Andreas Dandur petani sawah dusun Tando, Desa Liang Sola Kecamatan Lembor Kabupaten Manggarai Barat menarik kedua kerbaunya ke tengah petakan sawah. Di tengah bisingan deru hand-tractor Andreas masih memilih kerbau untuk membajak sawahnya. “Selain karena kerbau sendiri, juga kalau pake kerbau ongkos kerjanya bisa dipangkas” jelasnya.
Andreas memilih Kerbau ketimbang hand-tractor sebagai salah satu upaya alternatif agar dapat luput dari kepungan beban kerja berbiaya tinggi, lebih jauh dari itu adalah buntu. Tidak ada alternatif lain selain harus bertekuk lutut di bawah kaki rentenir. Meminjam dengan beban bunga bervariasi berkisar antara 5-20 %. Jika tidak, maka sawah akan kembali menjadi padang tandus, dan segala hal yang berkaitan dengan hidup tampaknya menjadi buram.
Andreas tidak sendiri. Seperti halnya petani sawah lainnya di Liang Sola, mereka berhadapan dengan berbagai tantangan akut yang melanda kehidupan para petani kecil yang menyebar di tanah air ini. Mulai dari beban produksi berbiaya tinggi, tidak memadainya hasil usaha, rendahnya harga jual, sampai pada kebijakan negara yang bagai tidak memihak.

---*---

▶ **DAFTAR TUGAS**
a: Susun baris-baris Bahan Tugas sebagai daftar JSON berisi string, satu string untuk tiap baris dan tanpa baris kosong, mulai dari awal bahan tersebut sampai baris yang memuat "point(271, 176)". Gambar tidak perlu dimasukkan ke dalam jawaban.
b: Lanjutkan teks tentang petani sawah di Liang Sola dari bagian terakhirnya.

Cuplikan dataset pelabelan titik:
---*---

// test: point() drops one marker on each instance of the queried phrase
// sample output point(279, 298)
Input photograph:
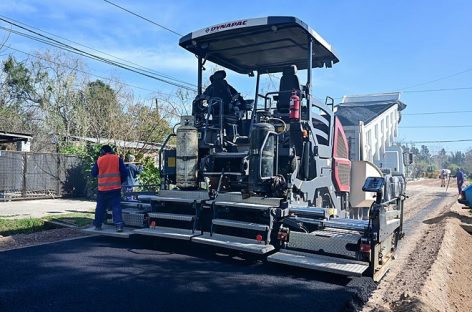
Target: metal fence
point(39, 175)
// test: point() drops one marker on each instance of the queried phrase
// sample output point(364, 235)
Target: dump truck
point(271, 176)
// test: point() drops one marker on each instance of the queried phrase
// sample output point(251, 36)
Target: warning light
point(365, 247)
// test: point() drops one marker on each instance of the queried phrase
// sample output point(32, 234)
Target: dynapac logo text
point(224, 26)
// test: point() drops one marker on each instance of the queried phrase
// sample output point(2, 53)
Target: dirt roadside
point(432, 271)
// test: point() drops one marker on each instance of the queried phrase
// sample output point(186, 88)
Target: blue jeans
point(106, 199)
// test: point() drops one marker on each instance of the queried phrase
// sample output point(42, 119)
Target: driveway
point(43, 207)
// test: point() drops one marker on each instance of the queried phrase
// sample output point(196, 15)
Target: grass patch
point(78, 219)
point(32, 225)
point(17, 226)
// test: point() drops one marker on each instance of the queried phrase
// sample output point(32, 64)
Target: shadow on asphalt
point(113, 274)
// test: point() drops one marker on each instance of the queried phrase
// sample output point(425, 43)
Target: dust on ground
point(432, 270)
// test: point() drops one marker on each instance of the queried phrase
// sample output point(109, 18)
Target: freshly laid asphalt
point(148, 274)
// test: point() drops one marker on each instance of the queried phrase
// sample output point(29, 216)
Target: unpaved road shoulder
point(432, 271)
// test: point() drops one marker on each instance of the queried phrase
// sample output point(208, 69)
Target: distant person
point(111, 171)
point(444, 175)
point(132, 174)
point(460, 180)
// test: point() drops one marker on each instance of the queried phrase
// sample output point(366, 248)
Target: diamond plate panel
point(133, 219)
point(330, 241)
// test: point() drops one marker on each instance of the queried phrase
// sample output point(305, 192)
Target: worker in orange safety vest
point(110, 171)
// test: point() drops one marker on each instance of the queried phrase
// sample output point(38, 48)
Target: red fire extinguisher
point(294, 106)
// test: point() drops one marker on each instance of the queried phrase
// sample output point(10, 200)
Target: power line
point(438, 90)
point(423, 127)
point(144, 18)
point(60, 45)
point(93, 49)
point(438, 113)
point(87, 73)
point(438, 79)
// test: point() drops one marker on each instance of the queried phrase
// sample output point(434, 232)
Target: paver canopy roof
point(266, 45)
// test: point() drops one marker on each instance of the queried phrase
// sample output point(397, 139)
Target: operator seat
point(288, 82)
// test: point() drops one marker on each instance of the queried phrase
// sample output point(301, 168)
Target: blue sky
point(383, 46)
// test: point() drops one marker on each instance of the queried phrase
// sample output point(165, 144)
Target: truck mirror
point(407, 158)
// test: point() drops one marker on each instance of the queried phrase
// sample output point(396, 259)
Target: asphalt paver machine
point(269, 176)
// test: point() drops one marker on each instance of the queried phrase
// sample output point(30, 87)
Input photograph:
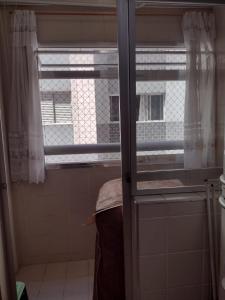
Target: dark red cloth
point(109, 256)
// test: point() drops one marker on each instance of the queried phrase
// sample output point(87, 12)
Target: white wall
point(220, 85)
point(50, 216)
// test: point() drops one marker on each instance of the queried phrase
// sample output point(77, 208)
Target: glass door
point(153, 62)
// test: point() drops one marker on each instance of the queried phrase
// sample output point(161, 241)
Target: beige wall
point(50, 216)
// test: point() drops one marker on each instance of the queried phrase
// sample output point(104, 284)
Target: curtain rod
point(157, 12)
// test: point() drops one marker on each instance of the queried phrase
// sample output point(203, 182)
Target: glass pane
point(84, 108)
point(160, 122)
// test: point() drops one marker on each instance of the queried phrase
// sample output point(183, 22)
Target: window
point(56, 107)
point(114, 109)
point(80, 103)
point(149, 108)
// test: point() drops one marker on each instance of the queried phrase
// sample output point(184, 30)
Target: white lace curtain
point(199, 116)
point(24, 122)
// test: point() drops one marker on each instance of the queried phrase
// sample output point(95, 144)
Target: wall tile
point(184, 269)
point(185, 293)
point(185, 233)
point(186, 208)
point(152, 236)
point(153, 272)
point(154, 296)
point(152, 210)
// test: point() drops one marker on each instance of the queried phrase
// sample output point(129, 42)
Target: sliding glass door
point(154, 61)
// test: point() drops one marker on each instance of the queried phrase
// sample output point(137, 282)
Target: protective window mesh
point(80, 102)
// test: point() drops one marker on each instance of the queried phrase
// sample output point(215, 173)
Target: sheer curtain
point(199, 116)
point(25, 129)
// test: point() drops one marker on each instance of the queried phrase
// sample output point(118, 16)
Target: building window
point(114, 109)
point(56, 107)
point(81, 107)
point(149, 108)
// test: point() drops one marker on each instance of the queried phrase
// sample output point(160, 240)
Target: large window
point(80, 102)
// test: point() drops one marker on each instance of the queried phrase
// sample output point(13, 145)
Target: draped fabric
point(199, 116)
point(25, 128)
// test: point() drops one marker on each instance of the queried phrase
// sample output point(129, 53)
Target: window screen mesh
point(84, 109)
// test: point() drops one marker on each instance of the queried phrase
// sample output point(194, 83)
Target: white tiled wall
point(50, 217)
point(59, 281)
point(173, 248)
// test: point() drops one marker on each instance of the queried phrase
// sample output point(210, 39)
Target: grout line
point(65, 279)
point(167, 259)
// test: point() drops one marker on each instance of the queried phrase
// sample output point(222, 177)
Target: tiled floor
point(59, 281)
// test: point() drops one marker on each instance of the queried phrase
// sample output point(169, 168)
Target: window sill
point(78, 165)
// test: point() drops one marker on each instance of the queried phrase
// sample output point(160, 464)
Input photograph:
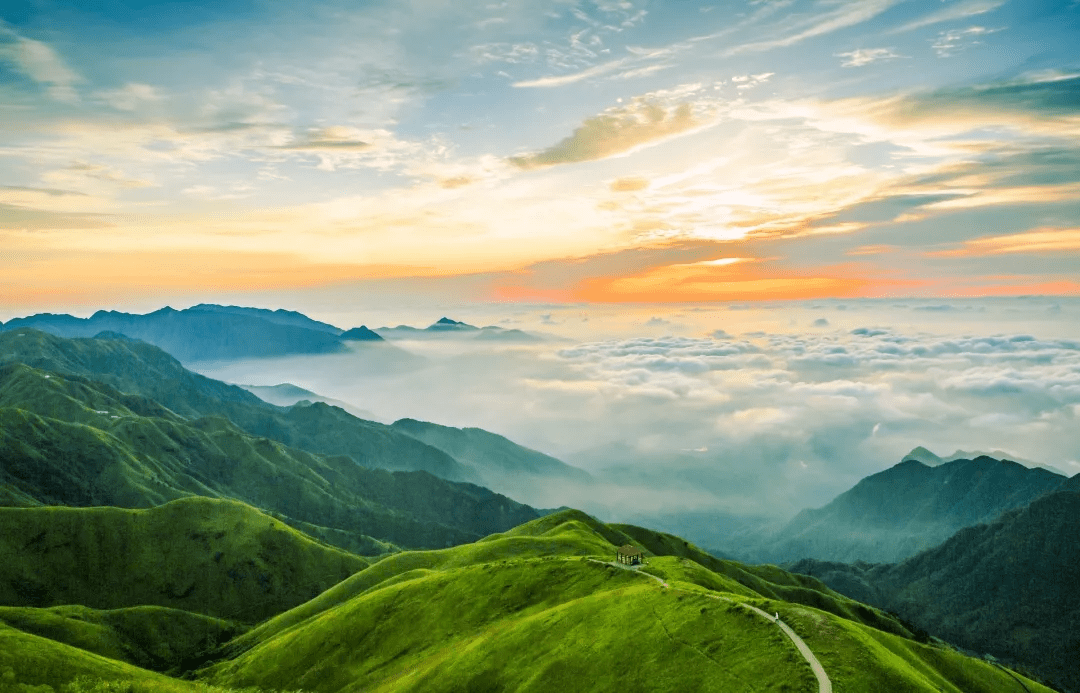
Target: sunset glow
point(744, 150)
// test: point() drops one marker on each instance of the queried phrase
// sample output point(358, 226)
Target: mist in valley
point(709, 422)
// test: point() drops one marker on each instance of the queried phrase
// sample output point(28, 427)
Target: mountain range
point(536, 608)
point(445, 327)
point(906, 508)
point(69, 438)
point(1007, 587)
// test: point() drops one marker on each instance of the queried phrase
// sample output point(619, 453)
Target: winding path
point(824, 684)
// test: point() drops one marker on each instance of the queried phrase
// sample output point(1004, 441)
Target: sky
point(555, 152)
point(756, 409)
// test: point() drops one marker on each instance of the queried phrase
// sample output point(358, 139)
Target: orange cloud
point(89, 277)
point(1041, 240)
point(734, 282)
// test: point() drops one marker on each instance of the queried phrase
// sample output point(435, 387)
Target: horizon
point(602, 153)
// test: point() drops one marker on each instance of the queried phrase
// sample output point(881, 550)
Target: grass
point(218, 558)
point(862, 658)
point(530, 609)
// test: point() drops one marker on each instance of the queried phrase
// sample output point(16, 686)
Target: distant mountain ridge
point(207, 331)
point(498, 462)
point(149, 432)
point(1007, 587)
point(906, 508)
point(447, 327)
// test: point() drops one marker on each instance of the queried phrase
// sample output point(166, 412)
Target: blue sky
point(567, 151)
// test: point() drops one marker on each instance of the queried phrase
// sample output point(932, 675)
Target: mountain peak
point(923, 456)
point(361, 334)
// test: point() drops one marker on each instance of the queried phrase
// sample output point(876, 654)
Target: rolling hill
point(1007, 587)
point(70, 440)
point(537, 608)
point(499, 463)
point(146, 370)
point(203, 333)
point(212, 557)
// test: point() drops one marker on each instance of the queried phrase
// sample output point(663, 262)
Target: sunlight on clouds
point(1043, 240)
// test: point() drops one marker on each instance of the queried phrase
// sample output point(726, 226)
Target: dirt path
point(824, 684)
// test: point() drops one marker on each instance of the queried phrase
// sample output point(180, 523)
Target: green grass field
point(531, 609)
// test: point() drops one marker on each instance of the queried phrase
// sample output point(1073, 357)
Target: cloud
point(563, 80)
point(629, 185)
point(845, 15)
point(948, 43)
point(954, 11)
point(1047, 240)
point(39, 62)
point(861, 57)
point(615, 132)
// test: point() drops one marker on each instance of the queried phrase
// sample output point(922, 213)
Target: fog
point(759, 411)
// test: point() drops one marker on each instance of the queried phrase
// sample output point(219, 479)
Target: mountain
point(537, 608)
point(286, 394)
point(445, 327)
point(899, 512)
point(499, 463)
point(528, 611)
point(279, 316)
point(923, 456)
point(1008, 587)
point(360, 334)
point(445, 324)
point(203, 333)
point(212, 557)
point(143, 369)
point(69, 439)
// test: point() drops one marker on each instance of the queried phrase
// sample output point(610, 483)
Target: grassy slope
point(144, 369)
point(149, 637)
point(1007, 587)
point(527, 610)
point(219, 558)
point(66, 439)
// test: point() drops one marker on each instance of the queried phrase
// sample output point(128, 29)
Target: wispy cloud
point(845, 15)
point(1045, 240)
point(948, 43)
point(861, 57)
point(39, 62)
point(615, 132)
point(949, 13)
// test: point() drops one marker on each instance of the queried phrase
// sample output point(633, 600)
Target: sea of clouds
point(748, 423)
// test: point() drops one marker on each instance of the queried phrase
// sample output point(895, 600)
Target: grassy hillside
point(139, 368)
point(68, 439)
point(1007, 587)
point(531, 609)
point(535, 609)
point(218, 558)
point(150, 637)
point(497, 462)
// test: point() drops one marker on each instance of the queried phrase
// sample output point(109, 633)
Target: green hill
point(213, 557)
point(67, 439)
point(202, 333)
point(1007, 587)
point(139, 368)
point(149, 637)
point(499, 463)
point(537, 608)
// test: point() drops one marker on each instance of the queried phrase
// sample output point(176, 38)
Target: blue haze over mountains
point(115, 420)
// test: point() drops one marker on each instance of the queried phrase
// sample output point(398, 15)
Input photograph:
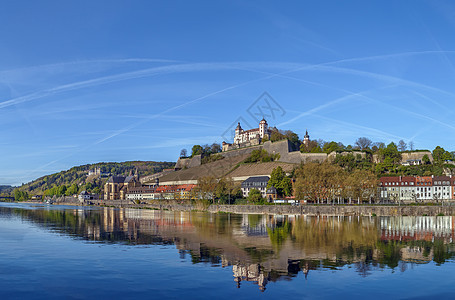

---*---

▶ **HASIL**
a:
[
  "// test: point() drops one marker on each instance of the queried phrase",
  "// sample output point(279, 298)",
  "Input photograph:",
  "Target: metal fence",
  "point(39, 175)",
  "// test: point() drops one marker on each instance of the queried phrase",
  "// sample output point(364, 235)",
  "Target: dump truck",
  "point(271, 176)"
]

b:
Soal di atas jika dipilah-urai sebenarnya sangat kompleks. Namun sekedar sebagai kisah, kami akan mengangkat beberapa fakta yang dirangkum dari penelusuran kami selama tiga hari perjumpaan intensif dengan para petani sawah Lembor. Di bawah judul ‘Dari Tando, Tentang Lembor’ kami paparkan poin-poin berikut:
Mula-Mula Adalah Agricultural
Sebelum tahun 1982 para petani sawah yang menyebar di Dusun Tando secara khusus, dan Desa Liang Sola pada umumnya, mengelolah padi tadah hujan dengan benih padi unggul lokal yang bernama Woja Longko (benih beras merah). Proses produksi untuk menghasilkan Woja Longko tidak memamakan biaya tinggi. Sistem gotong royong yang bernuansa kekeluargaan yang biasa disebut dodo dapat menjadi pengikat dan kekuatan bersama untuk mengelolahnya.
Tanahnya pun subur lantaran selain hanya ditanam sekali setahun, juga pupuk yang digunakan adalah hasil dari pelapukan tumbuh-tumbuhan dan sisa pembakaran dedaunan. Obat-obatan (pestisida alami) pengusir hama pun tidak didapat dari toko, lantaran digunakan dari ramuan alami yang diracik sendiri dari dedaunan yang baunya menyengat.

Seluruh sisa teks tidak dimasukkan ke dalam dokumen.